Texte à lire:
......

Application concrète des méthodes agiles

J’ai déjà parlé de plusieurs méthodes de travail sur ce blog, depuis le cycle en cascade jusqu’aux méthodes agiles en passant parle cycle en V et les cycles itératifs. Pour illustrer tout ça, je vais vous parler de la manière dont nous gérons les projets dans mon entreprise.

Le contexte

Pour situer un peu les choses, il est nécessaire que je vous parle un peu de l’entreprise elle-même.

Fine Media est éditeur de sites Web ; ce n’est pas une «web agency», nous sommes notre propre client. L’entreprise a officiellement commencé son activité en septembre 2007, elle existe donc depuis plus de 3 ans et demi. Nous sommes actuellement une trentaine de personnes.

Les deux premières années se sont déroulées dans un climat classique de start-up à la française, dans un joyeux mélange d’élaboration de process, de développements itératifs rapides, de recrutements stratégiques et de bonne humeur. Le cap des deux ans d’existence et de la vingtaine de personne s’est passé naturellement, l’entreprise quittant d’ailleurs à ce moment ses premier locaux (sous les toits et un peu serrés) pour un immeuble plus confortable.

L’équipe technique a évolué lentement mais sûrement. J’ai immédiatement embauché un administrateur système et une infographiste. Au départ, je réalisais l’intégralité des développements. Avec l’arrivée successive de nos développeurs, j’ai pu me recentrer sur les projets cruciaux. Nous avons désormais une équipe constituée d’un administrateur, de trois développeurs, de deux infographistes/intégrateurs et de moi-même (directeur technique). Cela reste une équipe réduite, mais qui représente quand même un quart des effectifs. Le reste de l’entreprise est constitué de référenceurs, de rédacteurs, de community managers, et de commerciaux. Les référenceurs ne sont pas considérés comme faisant partie de l’équipe technique, car ils ont un rôle très transverse, à la fois actif au niveau de la technique et de la rédaction.

......

Données:
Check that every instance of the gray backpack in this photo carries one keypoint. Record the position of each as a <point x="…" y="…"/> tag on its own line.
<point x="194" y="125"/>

......

À faire:
(1) Restituez tel quel le passage du texte sur les méthodes agiles qui va de « Le contexte » à « immeuble plus confortable. ».
(2) D'après le texte sur les méthodes agiles, à quelle date Fine Media a-t-elle officiellement commencé son activité ?

Corrigés:
(1)
Le contexte

Pour situer un peu les choses, il est nécessaire que je vous parle un peu de l’entreprise elle-même.

Fine Media est éditeur de sites Web ; ce n’est pas une «web agency», nous sommes notre propre client. L’entreprise a officiellement commencé son activité en septembre 2007, elle existe donc depuis plus de 3 ans et demi. Nous sommes actuellement une trentaine de personnes.

Les deux premières années se sont déroulées dans un climat classique de start-up à la française, dans un joyeux mélange d’élaboration de process, de développements itératifs rapides, de recrutements stratégiques et de bonne humeur. Le cap des deux ans d’existence et de la vingtaine de personne s’est passé naturellement, l’entreprise quittant d’ailleurs à ce moment ses premier locaux (sous les toits et un peu serrés) pour un immeuble plus confortable.

(2) En septembre 2007.